Task goal. Reproduce the full listing below word for word, omitting the pictures.

************

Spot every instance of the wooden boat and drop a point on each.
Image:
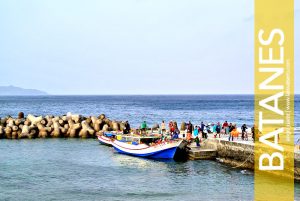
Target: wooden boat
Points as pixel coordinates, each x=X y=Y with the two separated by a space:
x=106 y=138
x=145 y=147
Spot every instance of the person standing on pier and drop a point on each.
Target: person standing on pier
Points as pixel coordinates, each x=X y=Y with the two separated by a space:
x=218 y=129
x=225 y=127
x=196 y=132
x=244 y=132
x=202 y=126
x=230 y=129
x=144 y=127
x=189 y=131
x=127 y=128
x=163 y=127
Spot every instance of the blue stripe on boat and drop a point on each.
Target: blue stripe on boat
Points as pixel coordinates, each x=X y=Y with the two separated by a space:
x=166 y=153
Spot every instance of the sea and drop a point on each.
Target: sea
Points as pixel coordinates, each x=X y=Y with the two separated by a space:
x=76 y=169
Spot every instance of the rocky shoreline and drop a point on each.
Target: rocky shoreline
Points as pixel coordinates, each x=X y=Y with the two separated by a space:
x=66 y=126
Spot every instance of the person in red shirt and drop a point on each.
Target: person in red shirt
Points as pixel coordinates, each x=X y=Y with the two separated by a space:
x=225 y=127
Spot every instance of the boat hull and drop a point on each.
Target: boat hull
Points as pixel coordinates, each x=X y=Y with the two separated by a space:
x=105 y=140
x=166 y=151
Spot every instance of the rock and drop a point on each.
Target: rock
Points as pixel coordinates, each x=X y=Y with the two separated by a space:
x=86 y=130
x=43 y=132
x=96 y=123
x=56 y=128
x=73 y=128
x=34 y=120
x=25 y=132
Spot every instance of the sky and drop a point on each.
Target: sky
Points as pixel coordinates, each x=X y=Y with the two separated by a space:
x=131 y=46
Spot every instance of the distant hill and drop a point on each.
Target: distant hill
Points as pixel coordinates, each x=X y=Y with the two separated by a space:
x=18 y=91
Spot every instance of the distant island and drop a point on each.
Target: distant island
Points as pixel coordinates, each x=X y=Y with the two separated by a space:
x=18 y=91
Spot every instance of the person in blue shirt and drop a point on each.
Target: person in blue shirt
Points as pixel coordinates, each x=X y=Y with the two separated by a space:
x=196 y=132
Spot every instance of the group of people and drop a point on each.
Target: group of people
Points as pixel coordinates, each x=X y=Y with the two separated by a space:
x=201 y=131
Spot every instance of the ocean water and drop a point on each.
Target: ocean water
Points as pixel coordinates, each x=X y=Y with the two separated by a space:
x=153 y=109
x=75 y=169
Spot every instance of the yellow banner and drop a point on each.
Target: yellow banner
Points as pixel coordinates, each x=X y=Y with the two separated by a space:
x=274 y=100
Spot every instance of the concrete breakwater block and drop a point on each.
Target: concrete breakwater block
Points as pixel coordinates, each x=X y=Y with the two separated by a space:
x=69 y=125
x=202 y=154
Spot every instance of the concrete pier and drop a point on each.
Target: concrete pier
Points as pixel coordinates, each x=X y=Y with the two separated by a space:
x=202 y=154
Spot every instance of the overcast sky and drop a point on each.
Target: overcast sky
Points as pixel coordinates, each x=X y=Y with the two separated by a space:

************

Reply to the exercise.
Spot every instance of the wooden boat and drop a point on each.
Image:
Target: wooden boat
Points as pixel coordinates, each x=X y=Y with the two separated by a space:
x=106 y=138
x=145 y=147
Spot every instance of the person standing on pier and drop a point on each.
Target: person standing on pier
Points as pixel coordinates, each x=X y=Y with the two separated by a space:
x=218 y=129
x=225 y=127
x=196 y=132
x=244 y=132
x=202 y=126
x=230 y=129
x=144 y=127
x=189 y=131
x=127 y=128
x=163 y=127
Spot every instance of the blue stripe on boat and drop a point on each.
Target: blue stripe on boat
Points as pixel coordinates, each x=X y=Y with the two separated by a space:
x=166 y=153
Spot every instance of the sea and drop a point on each.
Target: sea
Points as pixel coordinates, each x=X y=Y with the two separated by a space:
x=76 y=169
Spot every instance of the rocky shoreline and drop a point on each.
Target: rocky shoreline
Points as pixel coordinates, each x=X y=Y with the two separated by a space:
x=66 y=126
Spot every instance of the person in red shirt and drop a point on each.
Target: person in red shirt
Points as pixel coordinates, each x=X y=Y with the two separated by a space:
x=225 y=127
Spot every instance of the boat hull and drop a point on each.
Target: boat hull
Points as pixel coordinates, each x=X y=Y with the two separated by a space:
x=105 y=140
x=166 y=151
Spot every instance of the rock and drop a point on each.
Target: rock
Points as pixel coordinates, each x=X y=Y with the two separated by a space:
x=86 y=130
x=43 y=132
x=96 y=123
x=56 y=128
x=73 y=128
x=34 y=120
x=25 y=132
Spot every instance of the sky and drop a point on each.
Target: sky
Points as pixel coordinates, each x=X y=Y with the two separated by a space:
x=131 y=46
Spot every instance of the distant hill and drop a point on each.
Target: distant hill
Points as pixel coordinates, each x=X y=Y with the two separated by a space:
x=18 y=91
Spot every instance of the distant island and drop a point on each.
Target: distant island
Points as pixel coordinates, each x=X y=Y with the two separated by a space:
x=18 y=91
Spot every instance of the person in blue shirt and drop a point on each.
Target: person in blue shirt
Points as pixel coordinates, each x=X y=Y with the two separated by a space:
x=196 y=132
Spot every instance of the group of people and drop a point on each.
Target: group of people
Points as pixel coordinates, each x=X y=Y with the two separated by a space:
x=201 y=131
Spot every instance of the ocean water and drop a point on each.
Target: ocean water
Points as pixel coordinates, each x=X y=Y with the two separated by a space:
x=153 y=109
x=75 y=169
Spot every instance of the yellow banner and drop a point on each.
Target: yellow banner
Points as pixel coordinates, each x=X y=Y with the two separated by a space:
x=274 y=100
Spot every instance of the concrete breakwater block and drop a point on each.
Target: concrete breakwater block
Points as pixel coordinates, each x=X y=Y with the two separated by a space:
x=69 y=125
x=202 y=154
Spot every instance of the concrete pier and drop a point on each.
Target: concrete pier
Points as pixel coordinates, each x=X y=Y with the two separated by a space:
x=202 y=154
Spot every instance of the overcast sky and drop a point on each.
Target: overcast sky
Points as pixel coordinates, each x=X y=Y with the two separated by a space:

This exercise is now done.